Stored data entries:
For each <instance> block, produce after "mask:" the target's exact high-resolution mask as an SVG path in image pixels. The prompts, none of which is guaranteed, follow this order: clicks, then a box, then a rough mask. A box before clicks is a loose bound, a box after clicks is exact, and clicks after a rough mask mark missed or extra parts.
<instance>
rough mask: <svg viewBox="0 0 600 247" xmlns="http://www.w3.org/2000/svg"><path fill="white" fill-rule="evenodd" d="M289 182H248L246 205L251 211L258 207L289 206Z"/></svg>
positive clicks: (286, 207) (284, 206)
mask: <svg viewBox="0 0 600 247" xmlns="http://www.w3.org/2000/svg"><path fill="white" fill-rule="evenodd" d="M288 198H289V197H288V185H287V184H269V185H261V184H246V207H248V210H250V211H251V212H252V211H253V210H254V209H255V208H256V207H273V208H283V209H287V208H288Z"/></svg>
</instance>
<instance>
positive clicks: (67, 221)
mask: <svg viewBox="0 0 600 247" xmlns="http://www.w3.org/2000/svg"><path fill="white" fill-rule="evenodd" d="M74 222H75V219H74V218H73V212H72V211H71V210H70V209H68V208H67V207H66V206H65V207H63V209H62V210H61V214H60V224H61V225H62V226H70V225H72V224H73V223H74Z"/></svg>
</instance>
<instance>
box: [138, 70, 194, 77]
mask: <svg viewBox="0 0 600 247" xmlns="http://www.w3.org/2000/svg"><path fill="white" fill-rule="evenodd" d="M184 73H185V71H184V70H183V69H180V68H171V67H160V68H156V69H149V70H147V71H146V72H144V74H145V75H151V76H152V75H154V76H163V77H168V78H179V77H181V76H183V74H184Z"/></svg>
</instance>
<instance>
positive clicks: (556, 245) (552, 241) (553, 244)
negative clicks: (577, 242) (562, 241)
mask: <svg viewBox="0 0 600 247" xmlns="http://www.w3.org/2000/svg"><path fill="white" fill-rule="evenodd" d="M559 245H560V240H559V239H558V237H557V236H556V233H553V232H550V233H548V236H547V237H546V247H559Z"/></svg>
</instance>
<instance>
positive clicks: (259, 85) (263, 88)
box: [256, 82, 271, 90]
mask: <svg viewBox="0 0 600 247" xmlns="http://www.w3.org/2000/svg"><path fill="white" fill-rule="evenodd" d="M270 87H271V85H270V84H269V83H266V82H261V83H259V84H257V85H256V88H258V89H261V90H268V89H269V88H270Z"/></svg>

### WORK INSTRUCTION
Please reproduce all of the entries exactly as they stand.

### RESULT OF THE TASK
For each <instance> block, produce after "mask:" the target's exact high-resolution mask as an SVG path in image pixels. The prompts, none of which is guaranteed, follow this order: clicks, then a box, then a rough mask. A box before clicks is a loose bound, a box after clicks is exact, and clicks after a rough mask mark missed or extra parts.
<instance>
rough mask: <svg viewBox="0 0 600 247" xmlns="http://www.w3.org/2000/svg"><path fill="white" fill-rule="evenodd" d="M289 182H248L246 205L251 211L258 207L289 206Z"/></svg>
positive clicks: (286, 207) (284, 206)
mask: <svg viewBox="0 0 600 247" xmlns="http://www.w3.org/2000/svg"><path fill="white" fill-rule="evenodd" d="M288 198H289V197H288V185H287V184H269V185H261V184H246V207H248V210H250V211H251V212H252V211H253V210H254V209H255V208H256V207H273V208H283V209H287V208H288Z"/></svg>
</instance>
<instance>
positive clicks: (67, 221)
mask: <svg viewBox="0 0 600 247" xmlns="http://www.w3.org/2000/svg"><path fill="white" fill-rule="evenodd" d="M74 222H75V219H74V218H73V212H72V211H71V210H70V209H68V208H67V207H66V206H65V207H63V209H62V210H61V214H60V224H61V225H62V226H70V225H72V224H73V223H74Z"/></svg>
</instance>
<instance>
box: [138, 70, 194, 77]
mask: <svg viewBox="0 0 600 247" xmlns="http://www.w3.org/2000/svg"><path fill="white" fill-rule="evenodd" d="M184 73H185V71H184V70H183V69H180V68H171V67H160V68H156V69H149V70H147V71H146V72H144V74H145V75H151V76H152V75H154V76H163V77H168V78H179V77H181V76H183V74H184Z"/></svg>
</instance>
<instance>
positive clicks: (556, 245) (552, 241) (553, 244)
negative clicks: (577, 242) (562, 241)
mask: <svg viewBox="0 0 600 247" xmlns="http://www.w3.org/2000/svg"><path fill="white" fill-rule="evenodd" d="M559 245H560V240H559V239H558V237H557V236H556V233H553V232H550V233H548V236H547V237H546V247H559Z"/></svg>
</instance>
<instance>
positive clicks: (259, 85) (263, 88)
box: [256, 82, 271, 90]
mask: <svg viewBox="0 0 600 247" xmlns="http://www.w3.org/2000/svg"><path fill="white" fill-rule="evenodd" d="M270 87H271V85H270V84H269V83H266V82H261V83H259V84H257V85H256V88H258V89H261V90H268V89H269V88H270Z"/></svg>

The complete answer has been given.